## Provided text
Chicot County Drainage Dist v. Baxter State Bank, No. 122

CourtUnited States Supreme Court
Writing for the CourtHUGHES
Citation308 U.S. 371,60 S.Ct. 317,84 L.Ed. 329
Decision Date02 January 1940
Docket NumberNo. 122
PartiesCHICOT COUNTY DRAINAGE DIST. v. BAXTER STATE BANK et al

308 U.S. 371
60 S.Ct. 317
84 L.Ed. 329
CHICOT COUNTY DRAINAGE DIST.

v.

BAXTER STATE BANK et al.

No. 122.
Argued Dec. 7, 1939.
Decided Jan. 2, 1940.

Messrs. E. L. McHaney, Jr., S. Lasker Ehrman, and Grover T. Owens, all of Little Rock, Ark., for petitioner.

Page 372

Mr. G. W. Hendricks, of Little Rock, Ark., for respondents.

Mr. Chief Justice HUGHES delivered the opinion of the Court.

Respondents brought this suit in the United States District Court for the Western Division of the Eastern District of Arkansas to recover on fourteen bonds of $1,000 each, which had been issued in 1924 by the petitioner, Chicot County Drainage District, organized under statutes of Arkansas,1 and had been in default since 1932.

In its answer, petitioner pleaded a decree of the same District Court in a proceeding instituted by petitioner to effect a plan of readjustment of its indebtedness under the Act of May 24, 1934,2 providing for 'Municipal-Debt Readjustments'. The decree recited that a plan of readjustment had been accepted by the holders of more than two-thirds of the outstanding indebtedness

Page 373

and was fair and equitable; that to consummate the plan and with the approval of the court petitioner had issued and sold new serial bonds to the Reconstruction Finance Corporation in the amount of $193,500 and that these new bonds were valid obligations; that, also with the approval of the court, the Reconstruction Finance Corporation had purchased outstanding obligations of petitioner to the amount of $705,087.06 which had been delivered in exchange for new bonds and canceled; that certain proceeds had been turned over to the clerk of the court and that the disbursing agent had filed his report showing that the Reconstruction Finance Corporation had purchased all the old bonds of petitioner other than the amount of $57,449.30. The decree provided for the application of the amount paid into court to the remaining old obligations of petitioner, that such obligations might be presented within one year, and that unless so presented they should be forever barred from participating in the plan of readjustment or in the fund paid into court. Except for the provision for such presentation, the decree canceled the old bonds and the holders were enjoined from thereafter asserting any claim thereon.

## Problem description
From the court opinion above, reproduce word for word the passage starting with "Argued Dec. 7, 1939." and going on through "Ark., for respondents.".

Stored data entries
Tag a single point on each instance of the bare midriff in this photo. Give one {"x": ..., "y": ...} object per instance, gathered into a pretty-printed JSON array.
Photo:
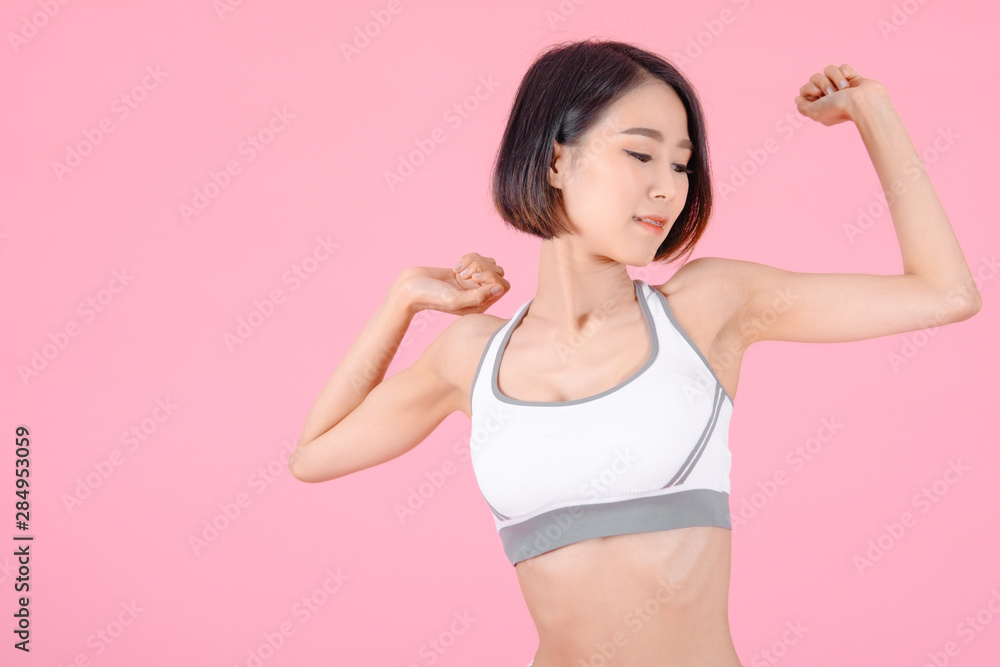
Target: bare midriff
[{"x": 638, "y": 600}]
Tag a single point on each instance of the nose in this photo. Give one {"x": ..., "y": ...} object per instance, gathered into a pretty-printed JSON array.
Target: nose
[{"x": 664, "y": 188}]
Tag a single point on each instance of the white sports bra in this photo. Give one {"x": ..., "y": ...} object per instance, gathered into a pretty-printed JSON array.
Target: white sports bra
[{"x": 649, "y": 454}]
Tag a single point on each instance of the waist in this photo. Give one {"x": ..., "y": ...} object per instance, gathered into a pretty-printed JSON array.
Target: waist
[{"x": 659, "y": 594}]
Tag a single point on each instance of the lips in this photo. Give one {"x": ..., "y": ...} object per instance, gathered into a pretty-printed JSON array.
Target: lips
[{"x": 657, "y": 220}]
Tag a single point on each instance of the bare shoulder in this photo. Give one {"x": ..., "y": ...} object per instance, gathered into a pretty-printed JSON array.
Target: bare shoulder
[
  {"x": 716, "y": 283},
  {"x": 457, "y": 351}
]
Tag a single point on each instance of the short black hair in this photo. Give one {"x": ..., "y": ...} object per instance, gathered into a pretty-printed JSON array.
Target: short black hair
[{"x": 564, "y": 93}]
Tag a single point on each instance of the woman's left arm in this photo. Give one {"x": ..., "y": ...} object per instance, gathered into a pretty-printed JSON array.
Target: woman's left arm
[{"x": 936, "y": 286}]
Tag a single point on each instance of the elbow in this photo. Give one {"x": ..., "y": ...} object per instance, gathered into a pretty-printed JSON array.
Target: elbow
[{"x": 970, "y": 305}]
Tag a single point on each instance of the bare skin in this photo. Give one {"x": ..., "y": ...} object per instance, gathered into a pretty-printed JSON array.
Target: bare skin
[
  {"x": 582, "y": 594},
  {"x": 649, "y": 596}
]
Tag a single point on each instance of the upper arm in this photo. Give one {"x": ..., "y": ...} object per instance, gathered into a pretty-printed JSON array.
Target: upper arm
[
  {"x": 776, "y": 304},
  {"x": 395, "y": 416}
]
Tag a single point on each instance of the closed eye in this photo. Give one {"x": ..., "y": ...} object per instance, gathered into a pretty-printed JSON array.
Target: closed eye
[{"x": 643, "y": 157}]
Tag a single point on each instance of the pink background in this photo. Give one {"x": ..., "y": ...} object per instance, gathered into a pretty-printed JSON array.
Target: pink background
[{"x": 161, "y": 336}]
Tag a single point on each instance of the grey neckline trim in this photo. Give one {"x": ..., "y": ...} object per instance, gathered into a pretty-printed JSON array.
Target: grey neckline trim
[{"x": 650, "y": 328}]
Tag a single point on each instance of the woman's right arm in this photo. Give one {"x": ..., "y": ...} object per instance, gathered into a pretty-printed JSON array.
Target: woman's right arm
[{"x": 360, "y": 420}]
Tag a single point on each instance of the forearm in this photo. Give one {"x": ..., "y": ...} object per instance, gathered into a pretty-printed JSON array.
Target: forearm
[
  {"x": 927, "y": 241},
  {"x": 362, "y": 368}
]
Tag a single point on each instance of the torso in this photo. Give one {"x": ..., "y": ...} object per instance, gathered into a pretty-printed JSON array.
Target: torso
[{"x": 650, "y": 597}]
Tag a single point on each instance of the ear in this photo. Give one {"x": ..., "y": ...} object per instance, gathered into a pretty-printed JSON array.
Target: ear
[{"x": 559, "y": 165}]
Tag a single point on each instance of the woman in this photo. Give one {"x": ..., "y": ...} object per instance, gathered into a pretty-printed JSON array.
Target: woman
[{"x": 600, "y": 442}]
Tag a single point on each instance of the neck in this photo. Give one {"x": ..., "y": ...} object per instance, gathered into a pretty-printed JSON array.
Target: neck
[{"x": 575, "y": 288}]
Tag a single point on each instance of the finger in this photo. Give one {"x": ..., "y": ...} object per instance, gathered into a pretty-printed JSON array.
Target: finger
[
  {"x": 810, "y": 91},
  {"x": 823, "y": 83},
  {"x": 849, "y": 72},
  {"x": 804, "y": 106},
  {"x": 836, "y": 76}
]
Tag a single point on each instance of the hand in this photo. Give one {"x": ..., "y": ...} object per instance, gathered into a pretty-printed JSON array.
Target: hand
[
  {"x": 457, "y": 292},
  {"x": 835, "y": 95}
]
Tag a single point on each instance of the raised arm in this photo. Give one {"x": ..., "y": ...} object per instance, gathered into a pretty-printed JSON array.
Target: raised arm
[
  {"x": 360, "y": 420},
  {"x": 936, "y": 286}
]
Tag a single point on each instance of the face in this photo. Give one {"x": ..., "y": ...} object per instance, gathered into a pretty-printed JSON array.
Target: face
[{"x": 631, "y": 165}]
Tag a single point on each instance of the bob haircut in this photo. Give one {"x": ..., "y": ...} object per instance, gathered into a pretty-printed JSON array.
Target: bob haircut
[{"x": 566, "y": 92}]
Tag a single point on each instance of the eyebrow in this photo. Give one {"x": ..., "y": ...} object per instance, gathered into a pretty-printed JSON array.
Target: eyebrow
[{"x": 656, "y": 134}]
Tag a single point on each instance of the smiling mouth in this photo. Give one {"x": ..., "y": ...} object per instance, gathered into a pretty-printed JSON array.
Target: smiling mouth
[{"x": 649, "y": 221}]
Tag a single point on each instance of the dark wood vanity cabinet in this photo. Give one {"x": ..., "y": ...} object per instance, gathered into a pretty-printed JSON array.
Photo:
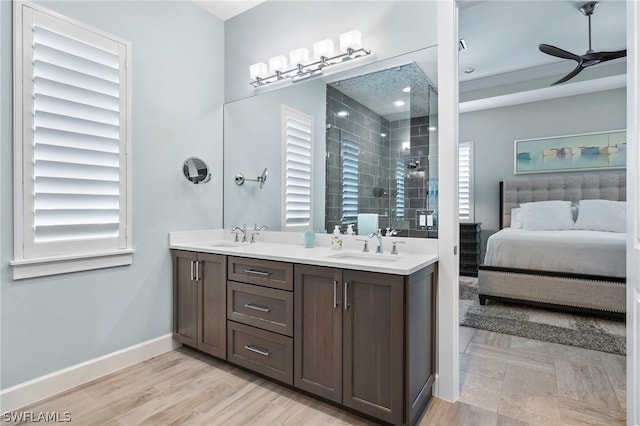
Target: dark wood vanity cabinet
[
  {"x": 365, "y": 339},
  {"x": 199, "y": 290}
]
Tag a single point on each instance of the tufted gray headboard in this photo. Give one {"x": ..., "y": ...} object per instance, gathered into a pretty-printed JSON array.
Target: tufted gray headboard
[{"x": 567, "y": 187}]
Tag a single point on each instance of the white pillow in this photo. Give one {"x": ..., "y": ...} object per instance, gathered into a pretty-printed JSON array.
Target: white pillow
[
  {"x": 547, "y": 215},
  {"x": 516, "y": 218},
  {"x": 602, "y": 215}
]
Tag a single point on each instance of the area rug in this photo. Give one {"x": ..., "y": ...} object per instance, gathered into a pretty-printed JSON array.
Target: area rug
[{"x": 584, "y": 331}]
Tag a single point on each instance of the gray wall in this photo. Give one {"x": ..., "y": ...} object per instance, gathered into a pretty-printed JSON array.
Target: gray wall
[
  {"x": 494, "y": 130},
  {"x": 389, "y": 28},
  {"x": 54, "y": 322}
]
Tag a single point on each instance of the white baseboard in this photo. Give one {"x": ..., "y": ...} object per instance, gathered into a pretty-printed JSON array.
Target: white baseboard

## Task result
Argued Dec. 7, 1939.
Decided Jan. 2, 1940.

Messrs. E. L. McHaney, Jr., S. Lasker Ehrman, and Grover T. Owens, all of Little Rock, Ark., for petitioner.

Page 372

Mr. G. W. Hendricks, of Little Rock, Ark., for respondents.